WRITTEN PROBLEM: Find the line that contains "Please identify the long-sleeved" and print it and every line after it, exactly, please.

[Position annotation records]
--- begin ---
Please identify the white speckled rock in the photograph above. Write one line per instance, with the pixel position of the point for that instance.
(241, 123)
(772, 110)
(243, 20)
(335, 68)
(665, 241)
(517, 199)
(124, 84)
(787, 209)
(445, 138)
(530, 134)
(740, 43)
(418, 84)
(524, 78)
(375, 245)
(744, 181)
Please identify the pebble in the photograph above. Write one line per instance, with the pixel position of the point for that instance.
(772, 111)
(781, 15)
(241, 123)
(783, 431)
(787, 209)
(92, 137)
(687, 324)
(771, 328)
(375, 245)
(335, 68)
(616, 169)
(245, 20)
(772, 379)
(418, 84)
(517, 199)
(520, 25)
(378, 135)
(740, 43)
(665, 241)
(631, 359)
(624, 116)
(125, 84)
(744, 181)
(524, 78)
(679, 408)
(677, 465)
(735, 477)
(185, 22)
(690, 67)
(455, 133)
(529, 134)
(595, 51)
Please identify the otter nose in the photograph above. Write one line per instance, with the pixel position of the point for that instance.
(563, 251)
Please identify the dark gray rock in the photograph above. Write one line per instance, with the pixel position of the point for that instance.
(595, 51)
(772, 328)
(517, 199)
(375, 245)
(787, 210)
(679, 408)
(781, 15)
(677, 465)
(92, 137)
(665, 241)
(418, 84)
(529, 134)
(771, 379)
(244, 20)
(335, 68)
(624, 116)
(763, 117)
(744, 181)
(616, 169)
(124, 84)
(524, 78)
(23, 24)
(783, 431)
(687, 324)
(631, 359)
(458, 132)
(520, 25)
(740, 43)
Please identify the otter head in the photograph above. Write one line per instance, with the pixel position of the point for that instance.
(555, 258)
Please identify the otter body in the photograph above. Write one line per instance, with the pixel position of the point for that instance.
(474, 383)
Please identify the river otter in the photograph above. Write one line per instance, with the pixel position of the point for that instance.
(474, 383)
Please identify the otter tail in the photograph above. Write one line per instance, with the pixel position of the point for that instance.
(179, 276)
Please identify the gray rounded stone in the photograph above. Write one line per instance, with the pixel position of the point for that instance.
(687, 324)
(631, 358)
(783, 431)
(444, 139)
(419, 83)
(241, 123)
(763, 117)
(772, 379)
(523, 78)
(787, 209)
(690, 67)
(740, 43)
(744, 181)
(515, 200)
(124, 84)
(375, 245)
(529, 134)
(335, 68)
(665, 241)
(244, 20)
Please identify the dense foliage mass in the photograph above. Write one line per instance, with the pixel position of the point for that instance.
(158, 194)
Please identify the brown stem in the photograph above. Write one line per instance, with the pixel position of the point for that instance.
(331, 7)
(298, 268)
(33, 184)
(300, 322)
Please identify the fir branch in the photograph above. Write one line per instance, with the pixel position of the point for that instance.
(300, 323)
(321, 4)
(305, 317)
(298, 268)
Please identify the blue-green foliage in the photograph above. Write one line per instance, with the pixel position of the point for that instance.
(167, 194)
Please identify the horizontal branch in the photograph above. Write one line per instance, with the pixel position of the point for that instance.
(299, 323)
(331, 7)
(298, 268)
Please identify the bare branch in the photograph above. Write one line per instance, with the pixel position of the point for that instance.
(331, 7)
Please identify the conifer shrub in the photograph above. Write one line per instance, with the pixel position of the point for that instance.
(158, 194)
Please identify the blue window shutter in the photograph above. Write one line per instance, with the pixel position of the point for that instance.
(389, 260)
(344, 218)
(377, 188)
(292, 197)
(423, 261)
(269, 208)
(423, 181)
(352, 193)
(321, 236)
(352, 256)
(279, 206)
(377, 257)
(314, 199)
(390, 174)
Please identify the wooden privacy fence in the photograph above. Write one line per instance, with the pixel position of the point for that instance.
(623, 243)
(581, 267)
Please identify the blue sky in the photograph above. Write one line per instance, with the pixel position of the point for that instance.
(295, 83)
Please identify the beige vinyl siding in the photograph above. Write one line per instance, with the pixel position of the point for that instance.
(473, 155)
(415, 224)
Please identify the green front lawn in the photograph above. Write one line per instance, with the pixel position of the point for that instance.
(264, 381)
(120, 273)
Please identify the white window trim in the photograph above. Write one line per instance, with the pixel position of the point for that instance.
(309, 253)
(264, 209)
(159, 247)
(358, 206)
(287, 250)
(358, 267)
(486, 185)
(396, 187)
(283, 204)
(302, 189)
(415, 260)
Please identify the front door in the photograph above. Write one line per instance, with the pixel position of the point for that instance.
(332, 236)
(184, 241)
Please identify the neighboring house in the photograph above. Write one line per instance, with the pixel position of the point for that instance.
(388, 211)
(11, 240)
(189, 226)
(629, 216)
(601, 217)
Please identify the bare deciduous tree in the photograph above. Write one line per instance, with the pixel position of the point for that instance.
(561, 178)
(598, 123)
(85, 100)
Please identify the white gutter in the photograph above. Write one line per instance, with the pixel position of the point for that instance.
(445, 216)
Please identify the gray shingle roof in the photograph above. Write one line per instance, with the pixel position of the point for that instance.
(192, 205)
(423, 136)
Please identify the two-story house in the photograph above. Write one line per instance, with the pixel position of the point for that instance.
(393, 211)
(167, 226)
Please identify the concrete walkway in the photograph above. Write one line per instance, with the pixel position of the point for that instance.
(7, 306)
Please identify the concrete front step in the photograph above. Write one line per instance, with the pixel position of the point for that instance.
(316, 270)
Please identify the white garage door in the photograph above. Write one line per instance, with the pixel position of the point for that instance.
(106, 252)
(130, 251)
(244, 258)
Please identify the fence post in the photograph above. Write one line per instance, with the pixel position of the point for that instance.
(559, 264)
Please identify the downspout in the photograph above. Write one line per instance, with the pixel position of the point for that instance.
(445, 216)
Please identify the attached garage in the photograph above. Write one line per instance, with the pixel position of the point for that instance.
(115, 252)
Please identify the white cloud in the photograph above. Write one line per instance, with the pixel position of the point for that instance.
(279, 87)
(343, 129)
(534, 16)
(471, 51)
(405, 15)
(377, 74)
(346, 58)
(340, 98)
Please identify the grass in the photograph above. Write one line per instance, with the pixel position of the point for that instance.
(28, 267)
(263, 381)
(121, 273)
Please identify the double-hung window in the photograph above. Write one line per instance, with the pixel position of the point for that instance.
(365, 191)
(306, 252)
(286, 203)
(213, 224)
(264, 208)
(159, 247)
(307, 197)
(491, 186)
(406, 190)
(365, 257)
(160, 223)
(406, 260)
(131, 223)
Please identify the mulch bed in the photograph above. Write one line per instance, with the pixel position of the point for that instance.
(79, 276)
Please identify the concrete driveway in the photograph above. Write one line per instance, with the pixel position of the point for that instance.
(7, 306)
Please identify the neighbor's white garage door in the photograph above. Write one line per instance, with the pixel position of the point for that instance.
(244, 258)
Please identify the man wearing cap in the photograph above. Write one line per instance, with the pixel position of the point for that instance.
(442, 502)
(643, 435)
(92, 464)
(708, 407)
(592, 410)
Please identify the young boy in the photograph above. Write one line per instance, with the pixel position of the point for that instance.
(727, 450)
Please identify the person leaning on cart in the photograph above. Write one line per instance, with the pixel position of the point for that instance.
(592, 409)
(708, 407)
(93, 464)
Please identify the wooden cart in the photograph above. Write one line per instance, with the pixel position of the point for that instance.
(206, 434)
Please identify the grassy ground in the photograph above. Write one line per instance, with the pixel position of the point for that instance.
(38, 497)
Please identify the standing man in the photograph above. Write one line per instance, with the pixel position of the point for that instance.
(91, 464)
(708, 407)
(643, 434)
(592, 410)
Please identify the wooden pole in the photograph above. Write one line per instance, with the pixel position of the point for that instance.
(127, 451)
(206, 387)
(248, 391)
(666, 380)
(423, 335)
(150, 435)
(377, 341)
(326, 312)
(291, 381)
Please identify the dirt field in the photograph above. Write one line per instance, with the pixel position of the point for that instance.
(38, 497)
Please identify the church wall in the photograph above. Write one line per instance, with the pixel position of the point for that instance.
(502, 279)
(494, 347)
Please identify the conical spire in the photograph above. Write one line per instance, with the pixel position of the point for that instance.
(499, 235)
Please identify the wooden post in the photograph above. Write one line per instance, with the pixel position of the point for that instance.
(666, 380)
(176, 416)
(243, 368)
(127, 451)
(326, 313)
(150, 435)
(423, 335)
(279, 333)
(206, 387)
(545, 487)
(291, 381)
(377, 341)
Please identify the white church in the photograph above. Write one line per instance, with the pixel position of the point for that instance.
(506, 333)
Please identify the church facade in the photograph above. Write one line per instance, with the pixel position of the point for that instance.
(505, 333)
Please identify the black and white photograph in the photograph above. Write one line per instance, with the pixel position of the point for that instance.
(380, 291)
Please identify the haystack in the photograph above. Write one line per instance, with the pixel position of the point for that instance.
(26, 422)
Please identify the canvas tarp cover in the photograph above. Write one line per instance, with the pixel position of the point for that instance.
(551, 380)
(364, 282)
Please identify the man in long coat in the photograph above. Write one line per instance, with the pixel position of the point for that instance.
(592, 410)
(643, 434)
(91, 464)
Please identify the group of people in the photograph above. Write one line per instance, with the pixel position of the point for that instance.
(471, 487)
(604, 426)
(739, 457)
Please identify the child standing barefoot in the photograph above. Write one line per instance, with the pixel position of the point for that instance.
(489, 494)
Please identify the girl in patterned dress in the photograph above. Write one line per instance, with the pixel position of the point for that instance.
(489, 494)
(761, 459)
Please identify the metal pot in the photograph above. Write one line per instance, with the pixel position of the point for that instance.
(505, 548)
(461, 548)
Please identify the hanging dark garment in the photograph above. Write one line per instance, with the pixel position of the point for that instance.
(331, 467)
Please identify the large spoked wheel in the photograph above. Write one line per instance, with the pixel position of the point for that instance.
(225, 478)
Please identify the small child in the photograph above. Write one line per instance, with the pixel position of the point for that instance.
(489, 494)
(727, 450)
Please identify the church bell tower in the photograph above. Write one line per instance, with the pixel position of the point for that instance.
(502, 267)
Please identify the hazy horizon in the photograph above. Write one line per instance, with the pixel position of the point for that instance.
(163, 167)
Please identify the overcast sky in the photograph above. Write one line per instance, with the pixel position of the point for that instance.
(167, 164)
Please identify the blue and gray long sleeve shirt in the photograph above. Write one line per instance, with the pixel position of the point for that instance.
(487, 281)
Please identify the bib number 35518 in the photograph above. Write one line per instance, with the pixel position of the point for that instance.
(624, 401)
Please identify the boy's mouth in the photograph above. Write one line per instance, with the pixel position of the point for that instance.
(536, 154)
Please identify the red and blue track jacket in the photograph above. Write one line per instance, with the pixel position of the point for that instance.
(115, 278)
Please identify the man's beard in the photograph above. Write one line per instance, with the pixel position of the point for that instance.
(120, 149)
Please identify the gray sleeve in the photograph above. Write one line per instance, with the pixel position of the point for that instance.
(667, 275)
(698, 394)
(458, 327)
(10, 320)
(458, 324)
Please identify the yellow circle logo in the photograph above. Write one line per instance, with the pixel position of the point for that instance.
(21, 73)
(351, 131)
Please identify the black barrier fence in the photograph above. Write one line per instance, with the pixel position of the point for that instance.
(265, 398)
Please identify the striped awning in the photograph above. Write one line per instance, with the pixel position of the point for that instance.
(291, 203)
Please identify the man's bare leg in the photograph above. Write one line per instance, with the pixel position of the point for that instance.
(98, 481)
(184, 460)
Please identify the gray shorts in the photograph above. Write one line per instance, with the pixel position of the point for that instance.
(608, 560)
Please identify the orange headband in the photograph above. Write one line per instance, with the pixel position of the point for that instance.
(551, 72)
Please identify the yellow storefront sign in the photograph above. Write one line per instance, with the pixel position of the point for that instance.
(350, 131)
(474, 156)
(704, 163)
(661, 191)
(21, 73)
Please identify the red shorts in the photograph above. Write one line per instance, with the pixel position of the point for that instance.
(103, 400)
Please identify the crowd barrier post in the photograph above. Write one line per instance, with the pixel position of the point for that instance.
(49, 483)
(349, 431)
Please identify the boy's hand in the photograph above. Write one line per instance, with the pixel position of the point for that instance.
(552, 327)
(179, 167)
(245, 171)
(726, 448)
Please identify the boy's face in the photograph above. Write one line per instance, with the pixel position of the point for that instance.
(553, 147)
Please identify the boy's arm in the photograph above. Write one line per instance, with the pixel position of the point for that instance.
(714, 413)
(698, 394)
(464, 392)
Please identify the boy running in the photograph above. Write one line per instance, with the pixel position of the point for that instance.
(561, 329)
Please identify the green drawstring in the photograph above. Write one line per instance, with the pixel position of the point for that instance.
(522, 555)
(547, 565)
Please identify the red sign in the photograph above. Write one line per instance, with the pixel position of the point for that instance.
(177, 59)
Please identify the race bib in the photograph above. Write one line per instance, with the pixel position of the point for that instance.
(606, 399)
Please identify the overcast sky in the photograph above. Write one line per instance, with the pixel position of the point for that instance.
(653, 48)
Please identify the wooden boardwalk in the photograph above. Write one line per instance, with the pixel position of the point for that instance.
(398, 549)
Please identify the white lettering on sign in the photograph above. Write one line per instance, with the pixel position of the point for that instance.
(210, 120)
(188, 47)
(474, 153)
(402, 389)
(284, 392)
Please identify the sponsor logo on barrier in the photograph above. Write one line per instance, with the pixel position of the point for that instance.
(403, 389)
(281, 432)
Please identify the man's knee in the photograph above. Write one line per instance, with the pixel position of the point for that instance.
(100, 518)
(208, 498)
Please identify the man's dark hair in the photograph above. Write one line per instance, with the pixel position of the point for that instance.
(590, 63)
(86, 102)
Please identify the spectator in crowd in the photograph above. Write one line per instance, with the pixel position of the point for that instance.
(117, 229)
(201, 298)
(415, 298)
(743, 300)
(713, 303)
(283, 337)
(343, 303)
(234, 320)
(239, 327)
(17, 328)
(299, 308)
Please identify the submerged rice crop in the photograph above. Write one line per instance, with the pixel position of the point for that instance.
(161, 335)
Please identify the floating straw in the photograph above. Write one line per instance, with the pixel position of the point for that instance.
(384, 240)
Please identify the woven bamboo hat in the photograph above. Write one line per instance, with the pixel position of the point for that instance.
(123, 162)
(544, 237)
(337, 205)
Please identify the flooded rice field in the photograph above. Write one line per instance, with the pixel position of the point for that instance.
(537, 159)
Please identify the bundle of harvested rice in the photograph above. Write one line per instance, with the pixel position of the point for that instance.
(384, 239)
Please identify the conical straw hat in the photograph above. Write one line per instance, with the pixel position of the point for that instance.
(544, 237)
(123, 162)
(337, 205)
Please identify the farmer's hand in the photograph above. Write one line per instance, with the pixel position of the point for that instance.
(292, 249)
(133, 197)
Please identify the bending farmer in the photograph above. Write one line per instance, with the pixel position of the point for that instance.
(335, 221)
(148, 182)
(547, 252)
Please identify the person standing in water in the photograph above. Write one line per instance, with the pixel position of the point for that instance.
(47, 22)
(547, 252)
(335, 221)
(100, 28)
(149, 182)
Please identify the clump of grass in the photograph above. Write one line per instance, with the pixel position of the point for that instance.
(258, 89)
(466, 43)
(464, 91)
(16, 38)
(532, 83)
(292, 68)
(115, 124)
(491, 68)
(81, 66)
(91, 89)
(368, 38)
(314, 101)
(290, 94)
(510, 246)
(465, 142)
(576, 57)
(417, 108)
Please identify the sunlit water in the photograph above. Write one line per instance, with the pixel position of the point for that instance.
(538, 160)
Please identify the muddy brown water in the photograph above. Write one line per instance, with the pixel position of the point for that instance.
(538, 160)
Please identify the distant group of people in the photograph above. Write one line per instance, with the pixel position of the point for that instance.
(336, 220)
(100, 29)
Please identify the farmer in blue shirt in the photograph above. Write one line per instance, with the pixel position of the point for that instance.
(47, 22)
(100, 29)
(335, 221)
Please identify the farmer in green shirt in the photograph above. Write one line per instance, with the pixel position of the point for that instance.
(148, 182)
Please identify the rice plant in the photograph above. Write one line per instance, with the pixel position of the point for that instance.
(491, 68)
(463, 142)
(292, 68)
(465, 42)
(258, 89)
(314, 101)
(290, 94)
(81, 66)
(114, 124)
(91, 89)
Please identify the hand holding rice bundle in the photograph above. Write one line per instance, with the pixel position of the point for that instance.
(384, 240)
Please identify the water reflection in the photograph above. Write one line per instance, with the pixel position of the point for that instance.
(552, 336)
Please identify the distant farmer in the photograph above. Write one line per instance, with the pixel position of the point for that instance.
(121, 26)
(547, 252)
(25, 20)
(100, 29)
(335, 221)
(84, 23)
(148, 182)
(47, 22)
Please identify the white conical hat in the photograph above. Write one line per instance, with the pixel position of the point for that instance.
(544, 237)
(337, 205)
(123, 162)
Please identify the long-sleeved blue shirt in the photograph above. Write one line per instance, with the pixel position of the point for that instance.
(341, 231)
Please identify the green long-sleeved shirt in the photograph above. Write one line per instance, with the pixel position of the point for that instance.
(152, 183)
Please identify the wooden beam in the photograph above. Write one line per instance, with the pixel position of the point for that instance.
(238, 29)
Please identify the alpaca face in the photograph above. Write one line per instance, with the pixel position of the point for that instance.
--- end ---
TASK RESPONSE:
Please identify the long-sleeved blue shirt in the photograph above. Write one line per instance, with the pixel position of the point for that instance.
(341, 231)
Please identify the green long-sleeved shirt in the photograph above. Write one line per instance, with the pixel position of the point for that instance.
(152, 183)
Please identify the wooden beam in the photograph above. Write one line per instance, with the pixel position of the point for that instance.
(238, 29)
Please identify the alpaca face in the photograph above. Write one line per instance, with the pixel position of the point for that instance.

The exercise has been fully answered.